_Work required_
Would you set down all of the entries below exactly as they stand?
>>>
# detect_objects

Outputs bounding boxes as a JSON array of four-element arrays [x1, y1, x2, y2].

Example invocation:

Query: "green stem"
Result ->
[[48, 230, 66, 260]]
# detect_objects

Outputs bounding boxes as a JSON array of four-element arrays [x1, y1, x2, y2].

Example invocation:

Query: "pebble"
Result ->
<<<
_Written response_
# detect_objects

Outputs bounding boxes as a JSON array of four-element arrays [x1, y1, x2, y2].

Example invocation:

Query: "green stem"
Result ->
[[48, 230, 66, 260]]
# detect_objects

Outputs bounding boxes as a JSON array of four-element arrays [x1, y1, x2, y2].

Example invocation:

Query: "pebble"
Result ->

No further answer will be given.